##### Source material #####

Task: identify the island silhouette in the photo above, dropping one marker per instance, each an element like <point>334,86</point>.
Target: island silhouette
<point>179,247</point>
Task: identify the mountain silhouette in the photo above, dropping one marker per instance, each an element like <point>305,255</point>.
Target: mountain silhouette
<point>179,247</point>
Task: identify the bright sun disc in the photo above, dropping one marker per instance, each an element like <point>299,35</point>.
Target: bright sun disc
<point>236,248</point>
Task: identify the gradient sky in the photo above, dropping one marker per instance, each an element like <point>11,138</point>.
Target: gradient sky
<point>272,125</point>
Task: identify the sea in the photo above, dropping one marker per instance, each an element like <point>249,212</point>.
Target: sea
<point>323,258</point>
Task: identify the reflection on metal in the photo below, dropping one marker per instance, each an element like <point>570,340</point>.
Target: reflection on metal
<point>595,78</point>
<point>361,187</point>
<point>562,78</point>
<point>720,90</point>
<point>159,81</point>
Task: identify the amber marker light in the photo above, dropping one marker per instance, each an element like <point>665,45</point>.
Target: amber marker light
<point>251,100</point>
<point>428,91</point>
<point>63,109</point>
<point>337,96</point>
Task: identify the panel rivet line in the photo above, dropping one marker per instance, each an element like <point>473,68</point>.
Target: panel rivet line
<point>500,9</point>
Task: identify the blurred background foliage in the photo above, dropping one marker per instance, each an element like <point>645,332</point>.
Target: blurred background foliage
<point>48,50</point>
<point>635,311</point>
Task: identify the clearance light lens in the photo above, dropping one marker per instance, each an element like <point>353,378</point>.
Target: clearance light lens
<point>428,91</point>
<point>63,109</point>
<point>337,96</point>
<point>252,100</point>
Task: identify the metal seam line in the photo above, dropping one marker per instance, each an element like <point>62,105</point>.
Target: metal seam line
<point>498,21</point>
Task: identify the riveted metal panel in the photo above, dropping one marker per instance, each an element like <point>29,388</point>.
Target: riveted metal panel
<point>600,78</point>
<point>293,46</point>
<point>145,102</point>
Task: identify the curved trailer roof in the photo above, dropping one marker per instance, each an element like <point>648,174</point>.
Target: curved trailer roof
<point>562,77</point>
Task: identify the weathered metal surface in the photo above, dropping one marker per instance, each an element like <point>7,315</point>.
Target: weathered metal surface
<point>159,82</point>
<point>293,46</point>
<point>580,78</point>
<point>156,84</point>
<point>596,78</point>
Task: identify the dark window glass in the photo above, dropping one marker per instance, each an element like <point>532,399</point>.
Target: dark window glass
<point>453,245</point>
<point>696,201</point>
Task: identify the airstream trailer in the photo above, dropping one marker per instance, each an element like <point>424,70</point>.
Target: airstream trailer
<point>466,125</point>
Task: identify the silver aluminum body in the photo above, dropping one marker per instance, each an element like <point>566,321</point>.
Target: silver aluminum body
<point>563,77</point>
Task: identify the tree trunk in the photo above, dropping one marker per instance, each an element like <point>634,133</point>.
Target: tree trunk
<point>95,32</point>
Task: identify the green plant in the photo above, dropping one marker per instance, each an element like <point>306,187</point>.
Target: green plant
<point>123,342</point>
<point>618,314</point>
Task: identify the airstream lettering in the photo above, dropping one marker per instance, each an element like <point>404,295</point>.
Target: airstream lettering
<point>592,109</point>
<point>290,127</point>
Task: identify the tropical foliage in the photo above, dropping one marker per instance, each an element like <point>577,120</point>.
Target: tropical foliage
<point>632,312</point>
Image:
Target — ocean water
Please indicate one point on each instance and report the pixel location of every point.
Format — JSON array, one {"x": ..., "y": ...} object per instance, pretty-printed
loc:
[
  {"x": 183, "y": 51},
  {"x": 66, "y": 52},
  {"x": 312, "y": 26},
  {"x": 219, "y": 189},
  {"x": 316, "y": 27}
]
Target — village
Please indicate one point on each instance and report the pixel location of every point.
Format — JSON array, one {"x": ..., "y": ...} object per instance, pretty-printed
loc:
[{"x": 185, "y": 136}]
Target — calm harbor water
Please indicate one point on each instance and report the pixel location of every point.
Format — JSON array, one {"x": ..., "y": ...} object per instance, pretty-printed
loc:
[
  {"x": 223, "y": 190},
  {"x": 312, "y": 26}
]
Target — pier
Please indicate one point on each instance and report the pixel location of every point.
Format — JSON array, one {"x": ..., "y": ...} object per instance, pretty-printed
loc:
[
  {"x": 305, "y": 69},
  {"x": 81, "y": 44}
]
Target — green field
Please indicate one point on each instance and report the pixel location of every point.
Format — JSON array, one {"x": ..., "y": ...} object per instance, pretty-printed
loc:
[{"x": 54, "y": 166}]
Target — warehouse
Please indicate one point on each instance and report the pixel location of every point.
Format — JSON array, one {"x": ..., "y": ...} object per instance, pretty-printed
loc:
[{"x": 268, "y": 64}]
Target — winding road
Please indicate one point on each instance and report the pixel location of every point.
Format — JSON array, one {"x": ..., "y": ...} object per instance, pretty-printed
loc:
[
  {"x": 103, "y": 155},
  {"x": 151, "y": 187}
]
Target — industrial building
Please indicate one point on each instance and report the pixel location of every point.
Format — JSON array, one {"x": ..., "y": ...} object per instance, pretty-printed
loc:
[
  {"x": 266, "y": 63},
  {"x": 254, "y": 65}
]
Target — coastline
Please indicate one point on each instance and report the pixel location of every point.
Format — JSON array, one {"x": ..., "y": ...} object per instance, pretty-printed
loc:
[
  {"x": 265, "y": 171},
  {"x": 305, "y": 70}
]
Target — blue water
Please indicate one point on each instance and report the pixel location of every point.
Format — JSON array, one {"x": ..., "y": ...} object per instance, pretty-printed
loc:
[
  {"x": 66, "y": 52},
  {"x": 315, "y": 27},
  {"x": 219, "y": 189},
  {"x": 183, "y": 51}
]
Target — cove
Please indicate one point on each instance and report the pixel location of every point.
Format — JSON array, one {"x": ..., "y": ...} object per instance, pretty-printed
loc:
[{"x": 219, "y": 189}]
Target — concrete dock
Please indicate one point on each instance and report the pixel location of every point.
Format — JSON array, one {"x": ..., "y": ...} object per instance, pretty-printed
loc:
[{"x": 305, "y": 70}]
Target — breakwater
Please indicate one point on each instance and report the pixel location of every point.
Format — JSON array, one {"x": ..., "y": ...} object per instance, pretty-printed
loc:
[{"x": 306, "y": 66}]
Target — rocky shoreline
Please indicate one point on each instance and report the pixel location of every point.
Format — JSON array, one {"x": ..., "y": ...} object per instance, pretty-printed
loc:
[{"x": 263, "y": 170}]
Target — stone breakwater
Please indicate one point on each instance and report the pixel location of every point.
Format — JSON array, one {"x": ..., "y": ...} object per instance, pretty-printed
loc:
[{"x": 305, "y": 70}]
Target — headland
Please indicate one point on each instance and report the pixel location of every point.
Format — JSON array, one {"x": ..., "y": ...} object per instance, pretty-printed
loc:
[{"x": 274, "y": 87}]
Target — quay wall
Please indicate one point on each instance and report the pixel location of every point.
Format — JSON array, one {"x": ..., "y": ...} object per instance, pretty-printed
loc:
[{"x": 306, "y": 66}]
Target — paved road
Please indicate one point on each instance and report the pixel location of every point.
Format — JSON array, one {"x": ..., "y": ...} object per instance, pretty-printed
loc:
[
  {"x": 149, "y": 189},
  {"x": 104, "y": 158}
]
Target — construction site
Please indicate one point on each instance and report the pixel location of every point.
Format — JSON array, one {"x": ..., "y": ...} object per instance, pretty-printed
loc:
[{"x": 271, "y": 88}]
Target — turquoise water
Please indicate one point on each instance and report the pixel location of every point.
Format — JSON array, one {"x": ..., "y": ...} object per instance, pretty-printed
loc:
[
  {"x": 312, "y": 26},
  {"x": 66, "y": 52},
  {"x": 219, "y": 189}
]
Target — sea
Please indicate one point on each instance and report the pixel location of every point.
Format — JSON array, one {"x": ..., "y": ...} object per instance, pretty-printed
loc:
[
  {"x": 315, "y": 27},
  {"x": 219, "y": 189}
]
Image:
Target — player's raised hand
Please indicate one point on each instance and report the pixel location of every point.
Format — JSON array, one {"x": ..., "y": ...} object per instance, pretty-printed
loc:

#####

Instructions for the task:
If a line contains the word "breakwater", it counts; say how many such lines the records hold, and give only that number.

Response:
2